Extracto proporcionado:
En 1796, Jenner practicó su hoy inaceptable –desde la bioética– experimento: inoculó a un saludable James Phipps, de 8 años, con fluido extraído de una persona infectada de viruela bovina. Seis semanas más tarde lo sometió a una variolización usual. James no mostró ninguna reacción. Alentado, Jenner logró reunir una decena de casos similares y escribió un artículo que remitió a la Royal Society. Vale registrar que las autoridades de la institución rechazaron la publicación por “estar en discordancia con el conocimiento establecido” y ser de naturaleza “increíble”. Además de advertirle que “le convenía no promulgar semejantes ideas si tenía algún aprecio por su reputación profesional”.

LA EXPEDICION DE LOS NIÑOS EXPOSITOS
Aunque la Royal Society no le prestó atención, Jenner se autofinanció la publicación del artículo (ventajas de la época) con excelentes resultados: en un par de años su idea hacía furor y para 1800 en Europa ya había unas cien mil personas inmunizadas. Napoleón hizo vacunar a sus tropas en 1804 –los ejércitos solían ser diezmados por la viruela– y un año después extendió la práctica a la población civil.
Mientras tanto, España estaba sumamente preocupada por la suerte de sus colonias, ya que las epidemias de viruela eran la primera causa de despoblación de América. Y, como bien notaba el Consejo de Indias, despoblación era sinónimo de merma de impuestos para la Corona. Por lo tanto, Carlos IV decidió financiar el Primer Programa de Vacunación allende los mares de la historia.
En el otoño de 1803 se hizo a la vela la Expedición Filantrópica de la Vacuna, dirigida por Francisco de Balmis. A bordo de la “María Pita”, además de los médicos y sus ayudantes, viajaron 22 niños de la Casa de Expósitos de La Coruña que fueron siendo vacunados semanalmente utilizando el virus de las pústulas de los contagiados la semana anterior. De esa particular manera se trajo el virus vivo y activo hasta América. Locurioso es que, por entonces, ya se conseguía en diversas ciudades hipanoamericanas: había llegado desde los Estados Unidos, en preparaciones hechas sobre cristales sellados, vendidas por comerciantes ingleses. Sin embargo, la expedición de Balmis aseguró todo un sistema sanitario para las sucesivas campañas, capacitando sobre la práctica y distribuyendo miles de copias de un folleto explicativo impreso ad hoc.

Serie de ejercicios:
1. Reproduce del extracto proporcionado el pasaje que va desde "LA EXPEDICION DE" hasta "la población civil.", ambos incluidos.
2. Indica si cada afirmación concuerda con el extracto proporcionado y respalda cada respuesta (sí o no) con las palabras decisivas del extracto, citadas literalmente: (a) La Royal Society aceptó publicar el artículo de Jenner. (b) La expedición dirigida por Francisco de Balmis zarpó en el otoño de 1803. (c) Napoleón hizo vacunar a la población civil antes que a sus tropas.

Segmento de datos:

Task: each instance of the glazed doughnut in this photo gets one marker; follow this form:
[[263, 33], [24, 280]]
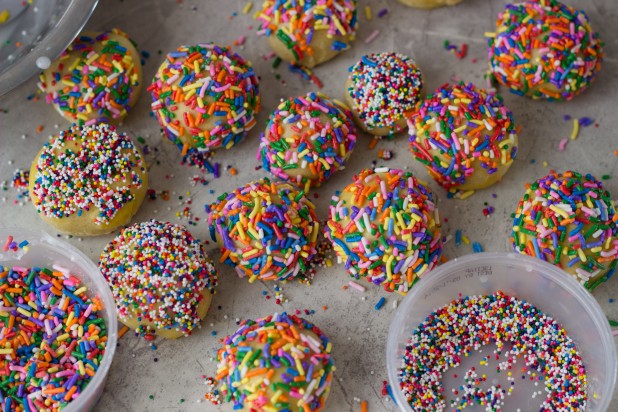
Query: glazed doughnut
[[96, 79], [569, 219], [385, 227], [160, 278], [544, 50], [258, 365], [267, 230], [307, 140], [465, 137], [308, 33], [88, 180], [205, 97]]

Respuestas:
1.
LA EXPEDICION DE LOS NIÑOS EXPOSITOS
Aunque la Royal Society no le prestó atención, Jenner se autofinanció la publicación del artículo (ventajas de la época) con excelentes resultados: en un par de años su idea hacía furor y para 1800 en Europa ya había unas cien mil personas inmunizadas. Napoleón hizo vacunar a sus tropas en 1804 –los ejércitos solían ser diezmados por la viruela– y un año después extendió la práctica a la población civil.

2.
(a) No: «las autoridades de la institución rechazaron la publicación».
(b) Sí: «En el otoño de 1803 se hizo a la vela la Expedición Filantrópica de la Vacuna, dirigida por Francisco de Balmis».
(c) No: «Napoleón hizo vacunar a sus tropas en 1804 –los ejércitos solían ser diezmados por la viruela– y un año después extendió la práctica a la población civil».